__Document passage__

Thought you might like this photo.


----------



## 88smileys

By the way, The University of Michigan is far better than O$U. Maize and Blue Nation speaks the truth! Go Blue


----------



## Guest

88smileys said:


> My last conversation about doing the 100 contracted homes, his words, not mine, was that I would do it under a percentage basis. I was wondering what percentage would be acceptable? However, 10% sounds fair, especially since I'm doing all the work. I just thought this forum would be helpful, since most of you have been to hell and back in this industry. I think people are assuming I'd give up my $75k teaching career to clean up pig pens for the bank! Hell no! A's for my son, I think every father would want to work with their kids, but maybe I'm wrong. In addition to that, I trust my son and know he does things like I expect.
> 
> As per his financials, if I were to purchase I wouldn't do anything without our family attorney, or his companies tax returns since he formed the LLC! In no way would I jeopardize my family's income, home, or future. I know there are legal ways to protect your personal assets. My friend was a regional vice president for a major financial institution prior to this line of work he's in now. With that being said, he has some connections that call him to do their "personal" jobs, especially since most of his connections are in the banking, real estate, or house market somehow. We are getting ready to do a friends rental remodel $15k job and another rental remodel, all conversations I was present with all concerned parties. I just wanted some advice, so I ran across this app for my iPhone and iPad.


Could you please not stray off topic so far..  Go Bucks!

__Data extract__
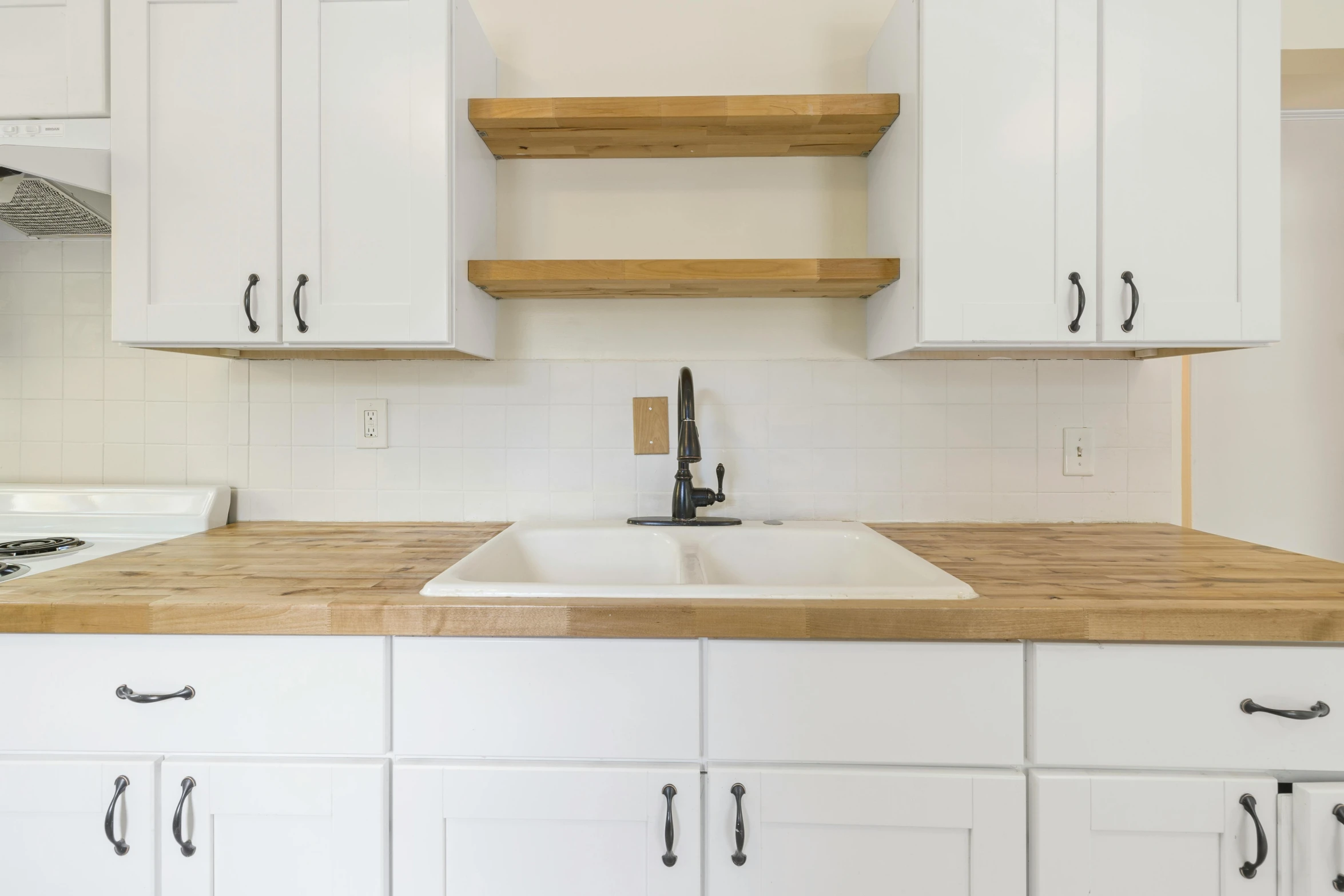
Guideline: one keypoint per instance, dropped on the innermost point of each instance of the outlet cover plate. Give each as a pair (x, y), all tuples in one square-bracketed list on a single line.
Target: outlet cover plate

__The request__
Edit the forum thread from "By the way, The" to "like I expect.", inclusive, so that "percentage basis" becomes "flat-fee basis", and write out the edited section.

__Response__
By the way, The University of Michigan is far better than O$U. Maize and Blue Nation speaks the truth! Go Blue


----------



## Guest

88smileys said:


> My last conversation about doing the 100 contracted homes, his words, not mine, was that I would do it under a flat-fee basis. I was wondering what percentage would be acceptable? However, 10% sounds fair, especially since I'm doing all the work. I just thought this forum would be helpful, since most of you have been to hell and back in this industry. I think people are assuming I'd give up my $75k teaching career to clean up pig pens for the bank! Hell no! A's for my son, I think every father would want to work with their kids, but maybe I'm wrong. In addition to that, I trust my son and know he does things like I expect.